TEXTO DE LECTURA:
_ _ _ _ _ _ _
Surexposée


Me he detenido a pensar en lo que ha ocurrido con la vida privada y, sobre todo, en el devenir de mi propia intimidad. Y es que hay días en los que no sé hacia dónde van mis palabras. Quizás sólo necesito recrear un mito fundacional para darle sentido al presente y al futuro de mi espacio.

Escribo esto sentada en un reservorio, en un rincón que permanece a salvo del tránsito de la sobreexposición del yo en la que se ha convertido este lugar. Qué ironía: durante años había soñado con el día en que mi dedo señalara un punto en el mapa y yo dijera "aquí está mi casa". Y hoy, por fin, después de transformar temporalmente este sitio en el escenario de los ideales colectivos, me doy cuenta que esta es mi casa, y que no preciso de grandes construcciones o imposturas para habitarla.

Desconozco si Paul Virilio imaginó que la ciudad sobreexpuesta de la que hablaba se nos iba a meter en el alma. Vuelvo a leer sus postulados sobre arquitectura y siento que describe los andamios de nuestro interior, o por lo menos del mío.

La realidad y yo nunca nos hemos llevado bien. El mundo, eso que pasa más allá de mis linderos, me produce un dolor profundo, una desazón y una angustia muy similares al desamor. Eso fue lo que me empujó cada vez más lejos de lo tangible, y así es como vine a refugiarme en este espacio baldío hace cuatro años.
_ _ _ _ _ _ _
REGISTROS DADOS:

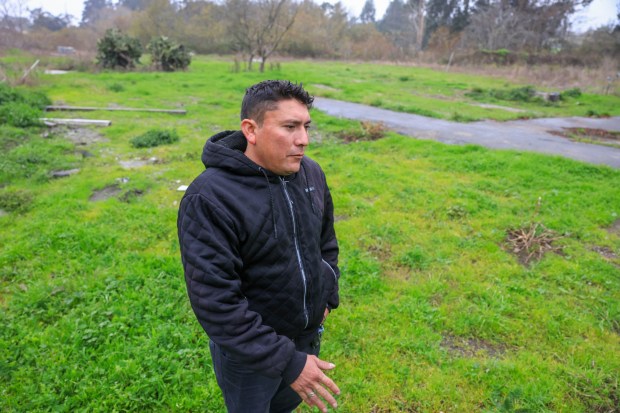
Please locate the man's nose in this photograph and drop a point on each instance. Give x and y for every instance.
(302, 138)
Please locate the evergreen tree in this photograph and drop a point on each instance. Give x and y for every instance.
(92, 8)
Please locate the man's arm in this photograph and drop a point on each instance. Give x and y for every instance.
(212, 264)
(329, 246)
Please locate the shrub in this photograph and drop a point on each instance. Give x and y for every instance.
(155, 137)
(116, 49)
(168, 56)
(571, 93)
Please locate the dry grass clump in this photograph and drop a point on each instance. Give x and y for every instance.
(532, 242)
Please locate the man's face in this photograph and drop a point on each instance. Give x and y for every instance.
(279, 143)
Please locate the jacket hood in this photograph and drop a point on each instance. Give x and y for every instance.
(226, 150)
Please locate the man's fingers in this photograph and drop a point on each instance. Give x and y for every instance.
(325, 365)
(327, 396)
(314, 399)
(329, 383)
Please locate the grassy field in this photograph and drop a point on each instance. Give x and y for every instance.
(437, 312)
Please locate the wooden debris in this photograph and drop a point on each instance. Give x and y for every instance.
(90, 109)
(75, 122)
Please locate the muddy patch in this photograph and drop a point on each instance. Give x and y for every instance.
(470, 347)
(105, 193)
(506, 108)
(590, 135)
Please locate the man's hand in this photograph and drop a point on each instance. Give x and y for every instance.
(313, 386)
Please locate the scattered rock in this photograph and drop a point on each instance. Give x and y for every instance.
(615, 228)
(138, 163)
(105, 193)
(131, 195)
(64, 174)
(605, 252)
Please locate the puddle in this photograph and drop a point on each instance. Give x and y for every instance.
(138, 163)
(65, 173)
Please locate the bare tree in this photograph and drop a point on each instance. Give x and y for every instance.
(258, 26)
(522, 24)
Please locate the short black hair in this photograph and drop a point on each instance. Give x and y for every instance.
(264, 96)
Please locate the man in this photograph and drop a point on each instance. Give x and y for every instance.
(260, 255)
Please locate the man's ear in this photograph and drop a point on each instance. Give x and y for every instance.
(248, 127)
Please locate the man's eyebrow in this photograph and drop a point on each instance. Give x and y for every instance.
(296, 121)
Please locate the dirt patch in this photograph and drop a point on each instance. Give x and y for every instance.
(139, 162)
(531, 243)
(590, 135)
(368, 131)
(105, 193)
(615, 228)
(83, 136)
(325, 87)
(506, 108)
(131, 195)
(470, 347)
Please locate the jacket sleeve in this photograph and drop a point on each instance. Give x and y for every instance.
(211, 262)
(329, 245)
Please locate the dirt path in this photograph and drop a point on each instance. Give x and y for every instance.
(526, 135)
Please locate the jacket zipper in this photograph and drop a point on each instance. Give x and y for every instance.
(297, 250)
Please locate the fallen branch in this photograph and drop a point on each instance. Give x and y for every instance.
(75, 122)
(90, 109)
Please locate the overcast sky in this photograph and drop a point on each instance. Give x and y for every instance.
(598, 13)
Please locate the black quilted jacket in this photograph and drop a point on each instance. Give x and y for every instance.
(260, 256)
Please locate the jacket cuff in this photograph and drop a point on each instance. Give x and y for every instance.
(294, 367)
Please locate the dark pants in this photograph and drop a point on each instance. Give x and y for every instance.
(246, 391)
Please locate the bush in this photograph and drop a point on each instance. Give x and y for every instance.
(168, 56)
(155, 137)
(116, 49)
(571, 93)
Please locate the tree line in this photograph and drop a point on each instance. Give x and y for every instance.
(256, 29)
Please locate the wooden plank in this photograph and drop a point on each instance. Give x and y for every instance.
(75, 122)
(90, 109)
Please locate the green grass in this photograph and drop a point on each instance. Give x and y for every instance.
(436, 314)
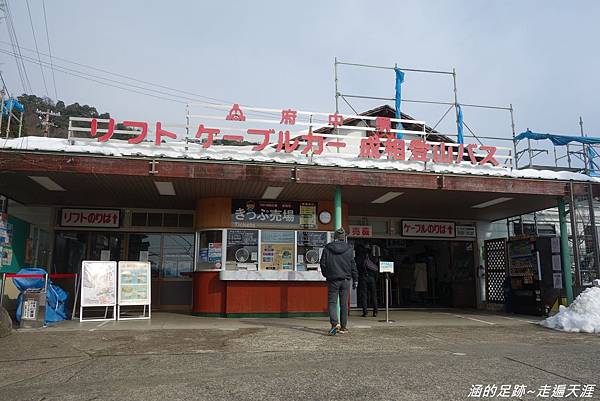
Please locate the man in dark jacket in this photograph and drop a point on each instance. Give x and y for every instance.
(339, 268)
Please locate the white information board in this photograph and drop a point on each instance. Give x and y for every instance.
(98, 283)
(386, 267)
(134, 283)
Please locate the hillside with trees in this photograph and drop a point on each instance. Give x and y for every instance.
(32, 122)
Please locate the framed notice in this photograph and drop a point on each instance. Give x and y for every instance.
(134, 289)
(98, 286)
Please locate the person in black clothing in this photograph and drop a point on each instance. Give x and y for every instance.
(371, 268)
(339, 269)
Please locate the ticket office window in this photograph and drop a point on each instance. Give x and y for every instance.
(242, 250)
(210, 250)
(247, 249)
(310, 246)
(277, 250)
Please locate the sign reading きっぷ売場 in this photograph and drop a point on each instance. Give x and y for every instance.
(272, 213)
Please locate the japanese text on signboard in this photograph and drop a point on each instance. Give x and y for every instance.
(381, 144)
(417, 228)
(89, 218)
(261, 213)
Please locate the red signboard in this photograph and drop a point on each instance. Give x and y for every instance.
_ _ _ _ _ _ _
INSTRUCCIONES:
• 1. Según el texto de lectura, ¿hace cuánto tiempo vino quien escribe a refugiarse en ese espacio baldío?
• 2. Retoma el texto sobre la intimidad y la sobreexposición del yo y continúalo a partir de su última oración.

RESPUESTAS:
• 1. Hace cuatro años.

• 2.
Entonces éramos pocos y así estaba bien. Cada quien hizo de su parcela virtual lo que mejor convino a sus propósitos. Yo necesitaba un espacio para sobrevivir, y lo único que se me ocurrió para conquistarlo fue sembrar palabras que a nadie le importaban. Solo a mí. Así fue como aprendí (b)logocultura, un oficio de noctámbulos y prófugos de la realidad. Acogida por el silencio de las noches sembré todo el dolor, pensando que si lo dejaba ahí dentro ya no podría hacerme daño. Lancé sobre la pantalla en blanco las cáscaras de mis pesadillas, trasplanté raíces de confusión, enterré los huesos de los amores estériles y hundí cientos de semillas de sal. Todo lo inexplicable, todo lo insoportable venía a dar aquí hasta que me quedaba tranquilamente vacía. Cuando las entrañas se quedan sin almiento, sólo queda comer esas mismas palabras antes de que se pudran. Al convertirme en (b)logóvora también aprendí la única ley del terruño virtual: en el puro acto de sembrar está la vida, los frutos serán cosechados por otros.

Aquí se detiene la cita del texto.